**Your task**
Give the count of lines that hold the word "above" in this listing, with nothing added.

**Available data**
****************************************

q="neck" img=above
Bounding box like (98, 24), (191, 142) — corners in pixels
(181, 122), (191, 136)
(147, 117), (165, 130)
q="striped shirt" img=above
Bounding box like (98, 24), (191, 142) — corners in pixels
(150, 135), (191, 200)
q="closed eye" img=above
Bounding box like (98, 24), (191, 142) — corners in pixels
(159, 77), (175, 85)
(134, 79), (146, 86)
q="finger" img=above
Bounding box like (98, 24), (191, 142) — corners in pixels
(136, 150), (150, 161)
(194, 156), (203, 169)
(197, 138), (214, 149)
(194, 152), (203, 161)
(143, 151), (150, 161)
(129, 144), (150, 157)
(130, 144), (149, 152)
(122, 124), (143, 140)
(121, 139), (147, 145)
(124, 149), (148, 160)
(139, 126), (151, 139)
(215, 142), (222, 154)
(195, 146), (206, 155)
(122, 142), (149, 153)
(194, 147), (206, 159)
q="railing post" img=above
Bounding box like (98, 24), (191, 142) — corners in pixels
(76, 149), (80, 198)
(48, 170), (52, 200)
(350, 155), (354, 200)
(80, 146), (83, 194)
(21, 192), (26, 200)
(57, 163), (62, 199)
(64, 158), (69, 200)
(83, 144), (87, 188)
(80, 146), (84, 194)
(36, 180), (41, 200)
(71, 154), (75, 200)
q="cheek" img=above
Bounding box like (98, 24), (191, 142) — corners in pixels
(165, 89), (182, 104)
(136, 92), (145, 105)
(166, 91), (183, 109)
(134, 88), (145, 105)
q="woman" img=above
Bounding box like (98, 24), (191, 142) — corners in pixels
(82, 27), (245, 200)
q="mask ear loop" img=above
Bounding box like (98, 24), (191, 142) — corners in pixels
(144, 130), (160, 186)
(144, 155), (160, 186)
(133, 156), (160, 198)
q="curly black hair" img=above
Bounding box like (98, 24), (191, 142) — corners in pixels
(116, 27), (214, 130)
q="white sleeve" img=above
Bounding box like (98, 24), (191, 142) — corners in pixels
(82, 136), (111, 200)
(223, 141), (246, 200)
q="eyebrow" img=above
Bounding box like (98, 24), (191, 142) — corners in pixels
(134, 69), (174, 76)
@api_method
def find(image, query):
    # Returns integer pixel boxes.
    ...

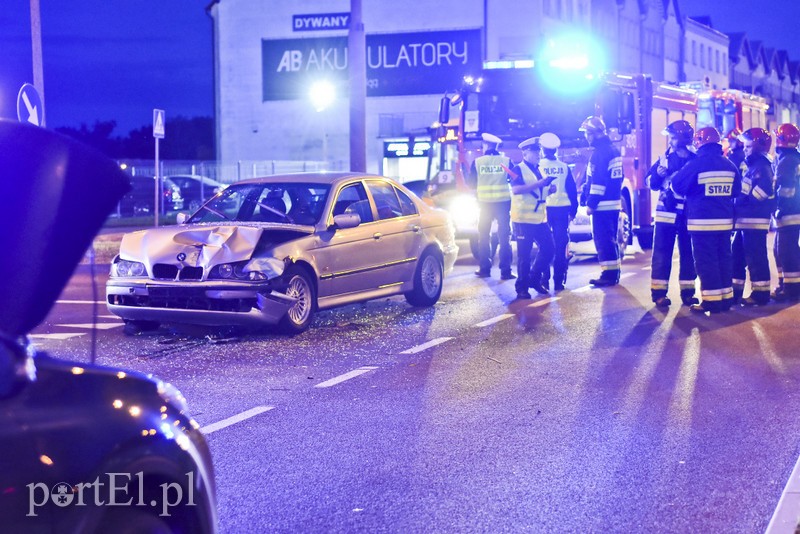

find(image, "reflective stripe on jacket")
[475,155,511,202]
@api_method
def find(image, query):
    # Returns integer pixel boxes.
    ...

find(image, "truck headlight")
[449,194,480,231]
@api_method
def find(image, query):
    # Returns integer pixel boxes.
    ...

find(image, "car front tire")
[278,266,316,334]
[405,249,444,307]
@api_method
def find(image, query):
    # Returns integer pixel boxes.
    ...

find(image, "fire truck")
[693,87,769,136]
[426,61,702,254]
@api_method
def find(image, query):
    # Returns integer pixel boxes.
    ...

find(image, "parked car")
[0,120,217,532]
[117,175,184,216]
[167,174,225,212]
[107,173,459,334]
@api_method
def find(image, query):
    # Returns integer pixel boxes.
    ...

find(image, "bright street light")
[309,80,336,112]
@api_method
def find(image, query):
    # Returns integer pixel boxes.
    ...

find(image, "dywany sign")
[292,13,350,32]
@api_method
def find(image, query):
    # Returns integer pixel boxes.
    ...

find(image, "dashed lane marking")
[620,272,636,280]
[201,406,274,434]
[642,266,652,271]
[57,323,124,330]
[474,314,514,327]
[527,296,561,308]
[314,366,379,388]
[29,333,86,340]
[766,452,800,534]
[400,337,454,354]
[55,300,106,305]
[572,285,593,293]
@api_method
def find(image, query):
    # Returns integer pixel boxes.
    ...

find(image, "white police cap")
[539,132,561,149]
[481,132,502,144]
[518,137,540,150]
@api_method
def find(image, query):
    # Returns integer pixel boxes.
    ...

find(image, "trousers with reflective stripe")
[592,210,620,280]
[650,217,696,300]
[690,231,734,312]
[732,229,770,298]
[775,225,800,293]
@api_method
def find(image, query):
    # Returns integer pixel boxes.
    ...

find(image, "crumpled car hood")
[119,224,314,268]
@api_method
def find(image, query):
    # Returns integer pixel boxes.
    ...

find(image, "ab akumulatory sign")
[261,29,482,100]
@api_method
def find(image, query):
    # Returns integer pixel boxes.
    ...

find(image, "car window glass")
[333,183,373,223]
[189,183,330,224]
[396,187,418,216]
[368,181,403,220]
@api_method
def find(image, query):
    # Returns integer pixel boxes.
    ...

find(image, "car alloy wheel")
[405,249,444,307]
[421,254,442,298]
[286,274,312,326]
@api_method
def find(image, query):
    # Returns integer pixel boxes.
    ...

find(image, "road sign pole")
[152,109,165,227]
[154,138,160,227]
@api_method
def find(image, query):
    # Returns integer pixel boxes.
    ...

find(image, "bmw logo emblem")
[177,253,186,262]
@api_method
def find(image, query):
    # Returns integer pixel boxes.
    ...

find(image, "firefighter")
[647,120,698,308]
[579,116,624,286]
[732,128,776,306]
[539,132,578,291]
[469,132,514,279]
[671,127,741,314]
[509,137,555,298]
[772,123,800,302]
[726,129,746,173]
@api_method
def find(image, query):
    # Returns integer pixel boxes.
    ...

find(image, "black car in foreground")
[0,120,217,533]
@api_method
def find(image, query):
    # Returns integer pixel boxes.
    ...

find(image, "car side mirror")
[176,212,189,224]
[332,213,361,230]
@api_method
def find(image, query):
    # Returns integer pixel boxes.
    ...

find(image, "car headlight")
[209,261,270,281]
[113,259,146,277]
[449,194,480,231]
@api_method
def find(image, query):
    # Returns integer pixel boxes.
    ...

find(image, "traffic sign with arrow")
[17,84,43,127]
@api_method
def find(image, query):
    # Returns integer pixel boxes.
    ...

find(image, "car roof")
[232,172,393,186]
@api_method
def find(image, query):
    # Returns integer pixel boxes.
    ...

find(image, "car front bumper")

****************************************

**Result for this task**
11